◆ What is being asked
Write out the records below word for word, leaving out the pictures.

◆ Given records
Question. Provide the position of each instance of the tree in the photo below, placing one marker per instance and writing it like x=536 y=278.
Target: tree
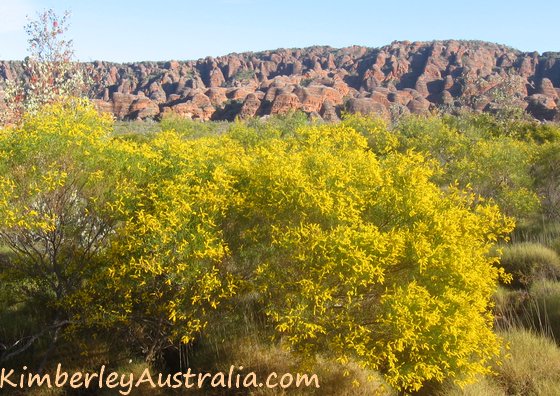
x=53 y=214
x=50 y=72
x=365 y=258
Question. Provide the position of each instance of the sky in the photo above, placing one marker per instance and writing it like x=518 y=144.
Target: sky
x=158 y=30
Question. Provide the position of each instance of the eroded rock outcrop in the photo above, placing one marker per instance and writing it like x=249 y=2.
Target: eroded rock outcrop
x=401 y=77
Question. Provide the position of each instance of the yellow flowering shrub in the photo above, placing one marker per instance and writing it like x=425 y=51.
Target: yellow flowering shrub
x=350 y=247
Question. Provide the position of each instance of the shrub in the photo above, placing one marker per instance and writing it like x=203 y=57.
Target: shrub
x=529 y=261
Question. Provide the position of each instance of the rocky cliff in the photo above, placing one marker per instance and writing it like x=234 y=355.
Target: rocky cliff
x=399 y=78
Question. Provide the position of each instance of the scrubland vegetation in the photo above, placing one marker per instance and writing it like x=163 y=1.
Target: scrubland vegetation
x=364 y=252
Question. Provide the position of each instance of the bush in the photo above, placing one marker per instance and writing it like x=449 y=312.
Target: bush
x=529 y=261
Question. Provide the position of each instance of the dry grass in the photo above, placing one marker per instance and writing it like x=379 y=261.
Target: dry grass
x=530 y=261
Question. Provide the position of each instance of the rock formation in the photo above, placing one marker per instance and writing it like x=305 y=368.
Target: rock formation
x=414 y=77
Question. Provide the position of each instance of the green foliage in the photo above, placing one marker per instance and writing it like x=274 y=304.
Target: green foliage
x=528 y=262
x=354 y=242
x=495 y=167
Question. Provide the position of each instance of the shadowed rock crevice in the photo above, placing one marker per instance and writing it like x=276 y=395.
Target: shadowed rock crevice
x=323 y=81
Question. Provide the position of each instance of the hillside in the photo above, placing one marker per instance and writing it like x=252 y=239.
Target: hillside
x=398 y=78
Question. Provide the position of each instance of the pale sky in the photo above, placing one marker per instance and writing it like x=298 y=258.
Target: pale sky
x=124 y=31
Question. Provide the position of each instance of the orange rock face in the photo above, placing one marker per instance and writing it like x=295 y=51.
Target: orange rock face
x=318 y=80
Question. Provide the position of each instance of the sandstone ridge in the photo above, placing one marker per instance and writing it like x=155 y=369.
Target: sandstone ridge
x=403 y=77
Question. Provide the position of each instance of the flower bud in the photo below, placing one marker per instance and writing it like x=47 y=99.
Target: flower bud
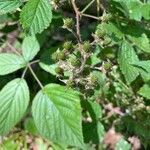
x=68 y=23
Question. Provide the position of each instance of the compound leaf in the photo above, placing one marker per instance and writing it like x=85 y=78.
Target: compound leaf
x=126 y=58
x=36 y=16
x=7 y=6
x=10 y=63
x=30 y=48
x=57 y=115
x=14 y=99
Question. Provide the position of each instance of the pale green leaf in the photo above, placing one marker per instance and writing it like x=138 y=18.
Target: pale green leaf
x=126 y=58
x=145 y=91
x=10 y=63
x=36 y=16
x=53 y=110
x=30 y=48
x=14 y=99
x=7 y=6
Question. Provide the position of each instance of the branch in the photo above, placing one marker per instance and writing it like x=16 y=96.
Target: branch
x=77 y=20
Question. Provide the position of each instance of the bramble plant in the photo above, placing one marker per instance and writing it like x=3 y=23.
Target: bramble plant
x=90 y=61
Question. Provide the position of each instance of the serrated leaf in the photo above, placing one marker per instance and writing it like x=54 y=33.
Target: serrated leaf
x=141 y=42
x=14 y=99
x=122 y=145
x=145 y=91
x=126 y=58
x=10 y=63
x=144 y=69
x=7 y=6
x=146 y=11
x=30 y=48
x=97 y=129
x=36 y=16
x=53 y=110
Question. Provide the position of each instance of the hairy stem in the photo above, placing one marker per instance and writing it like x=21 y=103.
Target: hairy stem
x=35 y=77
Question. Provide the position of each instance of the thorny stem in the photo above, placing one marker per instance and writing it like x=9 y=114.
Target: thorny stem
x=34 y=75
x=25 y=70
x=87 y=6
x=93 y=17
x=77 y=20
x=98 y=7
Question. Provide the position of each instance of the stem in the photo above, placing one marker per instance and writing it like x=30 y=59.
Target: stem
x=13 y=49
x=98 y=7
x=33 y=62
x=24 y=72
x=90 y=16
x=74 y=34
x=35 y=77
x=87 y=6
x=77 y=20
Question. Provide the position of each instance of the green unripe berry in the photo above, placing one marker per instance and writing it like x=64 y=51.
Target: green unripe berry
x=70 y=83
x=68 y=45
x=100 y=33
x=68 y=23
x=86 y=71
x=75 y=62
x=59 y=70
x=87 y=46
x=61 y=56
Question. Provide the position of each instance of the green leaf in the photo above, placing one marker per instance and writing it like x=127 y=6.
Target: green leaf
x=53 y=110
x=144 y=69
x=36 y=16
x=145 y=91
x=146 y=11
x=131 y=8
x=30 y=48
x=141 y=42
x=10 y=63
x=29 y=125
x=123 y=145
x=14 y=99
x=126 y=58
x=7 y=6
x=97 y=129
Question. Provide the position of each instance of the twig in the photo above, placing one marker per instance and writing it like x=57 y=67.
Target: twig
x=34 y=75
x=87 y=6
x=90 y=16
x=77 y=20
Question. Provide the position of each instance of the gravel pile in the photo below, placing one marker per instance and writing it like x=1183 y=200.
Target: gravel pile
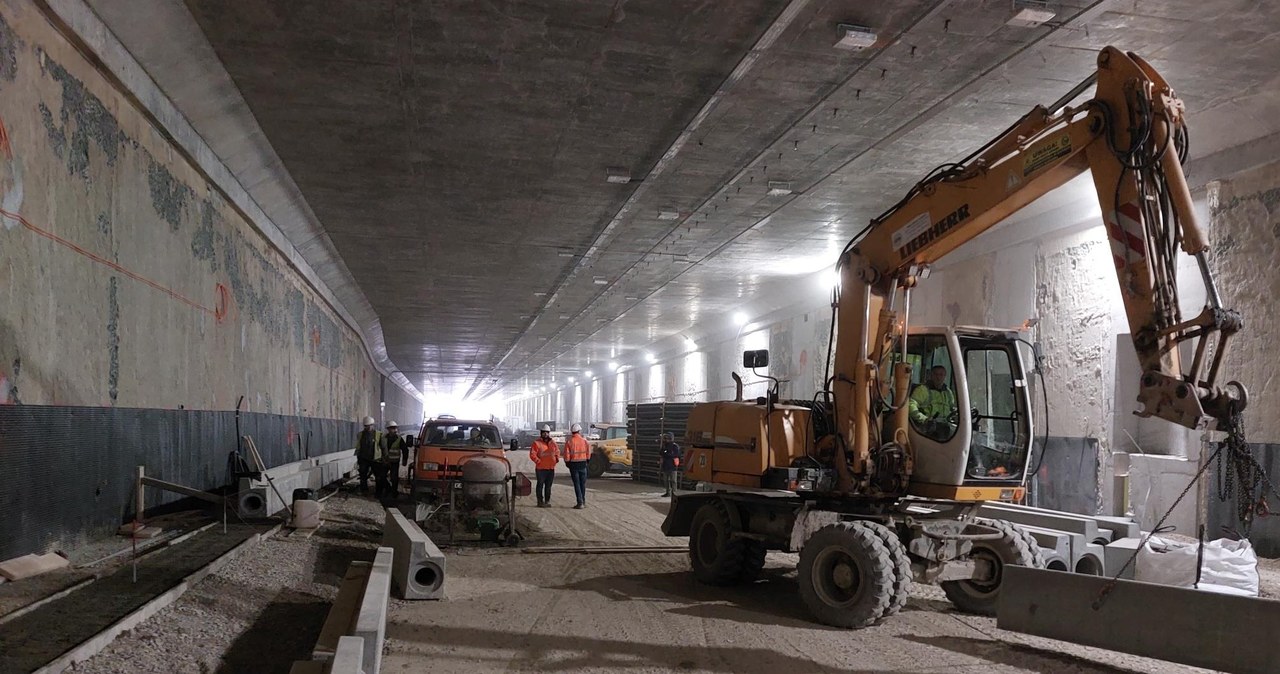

◆ Written response
Question. Provide the position of each instance of the tree in the photo below, placing one marker per instance and writing it like x=536 y=278.
Target: tree
x=53 y=214
x=50 y=72
x=365 y=258
Question. Provide the position of each instance of the sky in the photo above, placing one marker per instance and writing it like x=518 y=144.
Target: sky
x=158 y=30
Question. Provide the position of each instance of the eroded rock outcrop in the photo above, placing one marker per instance and writing it like x=249 y=2.
Target: eroded rock outcrop
x=401 y=77
Question. Provide the position of each instance of the yellow flowering shrub in the photo above, placing one marker per instance and writing it like x=425 y=51.
Target: yellow flowering shrub
x=350 y=247
Question. Provide the position of each instance of the shrub in the photo above, placing one marker per instance and writing it like x=203 y=57.
Target: shrub
x=529 y=261
Question. Provide the position of each instance of the rocky cliff in the photo above, placing one marker per instance and writing it like x=234 y=355.
Target: rocky cliff
x=399 y=78
Question. Provide the position of each instance of the scrubland vegetation in the photo above, placing one marker per instance and writing it like x=163 y=1.
Target: scrubland vegetation
x=364 y=252
Question. Provide the position of each instance of the bush in the photo above, placing one marker per instance and writing it like x=449 y=312.
Target: bush
x=529 y=261
Question. Provide the position of each instance of the dry grass in the photo above, placing one marker per instance and writing it like x=379 y=261.
Target: dry grass
x=530 y=261
Question. Provide the position of each instance of the rock formation in the photo above, placing one marker per instance and writing it like x=305 y=368.
Target: rock formation
x=414 y=77
Question. Provide the position of each instance of the green foliage in the photo above, placing one marker per instance and writing it like x=274 y=304.
Target: green foliage
x=528 y=262
x=354 y=242
x=495 y=167
Question. Provide the position of each instance of the shadowed rock crevice in the photo above, placing one marker per instance and writing it like x=276 y=395.
Target: shadowed rock crevice
x=323 y=81
Question. Provide the position of each instance of the hillside in the photo above, placing one marker per instance and writing it like x=252 y=239.
Target: hillside
x=398 y=78
Question. Provide the position of each instance of the pale sky in the photo above, placing one marker per instance and writing it like x=298 y=258.
Target: pale sky
x=124 y=31
Question. Provide the position of each instance of the orange rock face in the photo above, placing one marker per instance and writing it like x=295 y=51.
Target: orange rock face
x=318 y=80
Question. Provide the position of each instance of the sandstone ridge in the photo above, placing one marker per instance and writing it like x=155 y=369.
Target: sandstone ridge
x=403 y=77
Question. Provide the position of each instance of the flower bud in the photo below, placing one marker per instance and writing it like x=47 y=99.
Target: flower bud
x=68 y=23
Question. Provide the position of each instance of the compound leaf in the photo above, placing one marker per instance and writing it like x=85 y=78.
Target: compound leaf
x=126 y=58
x=36 y=16
x=7 y=6
x=10 y=63
x=30 y=48
x=57 y=115
x=14 y=99
Question. Provide the position of each instance of the pale green leaf in the photo above, placing one marker per instance and writing it like x=138 y=18.
Target: pale green leaf
x=126 y=58
x=145 y=91
x=10 y=63
x=36 y=16
x=53 y=110
x=30 y=48
x=14 y=99
x=7 y=6
Question. Provide the position of each instance of the branch in the photo above, placing one marker per instance and writing it like x=16 y=96.
Target: branch
x=77 y=20
Question. Provide the position of each instance of the bramble plant in the photo above, placing one marker per instance and writing it like x=3 y=23.
Target: bramble plant
x=90 y=61
Question. Provide the position of each instance of the serrated leaf in the photo above, placing one marker per instance and writing it like x=54 y=33.
Target: serrated leaf
x=141 y=42
x=14 y=99
x=122 y=145
x=145 y=91
x=126 y=58
x=10 y=63
x=144 y=69
x=7 y=6
x=146 y=11
x=30 y=48
x=97 y=129
x=36 y=16
x=53 y=110
Question. Provide the position of each instance of the hairy stem in the photo above, placing one marker per instance and writing it like x=21 y=103.
Target: hairy stem
x=35 y=77
Question. Provide the position of each instance of the thorny stem in the photo above, placing one marker per instance and writing it like x=9 y=114.
Target: thorny stem
x=34 y=75
x=25 y=70
x=87 y=6
x=93 y=17
x=77 y=20
x=98 y=7
Question. Provide the position of each instance of the stem in the photo above, placing one marker per instance and writing it like x=30 y=59.
Target: stem
x=13 y=49
x=98 y=7
x=33 y=62
x=24 y=72
x=90 y=16
x=74 y=34
x=35 y=77
x=87 y=6
x=77 y=20
Question. Provide the position of each instance of the green unripe berry in the photo above, placing one marker per instance and writing it like x=64 y=51.
Target: green unripe berry
x=70 y=83
x=68 y=45
x=100 y=33
x=68 y=23
x=86 y=71
x=75 y=62
x=59 y=70
x=87 y=46
x=61 y=56
Question. Provide the position of each instance of the green leaf in the photo above, placing one marker per instance and writing it like x=127 y=6.
Target: green leaf
x=53 y=110
x=144 y=69
x=36 y=16
x=145 y=91
x=146 y=11
x=131 y=8
x=30 y=48
x=141 y=42
x=10 y=63
x=29 y=125
x=123 y=145
x=14 y=99
x=126 y=58
x=7 y=6
x=97 y=129
Question. Provide the position of each instance of the twig in the photo above, placing one marker per instance and writing it like x=57 y=67.
Target: twig
x=34 y=75
x=87 y=6
x=90 y=16
x=77 y=20
Question. Provide the position of each instance of the gravel pile in the photo below, placing one marker per instance and writing it like x=1183 y=200.
Target: gravel pile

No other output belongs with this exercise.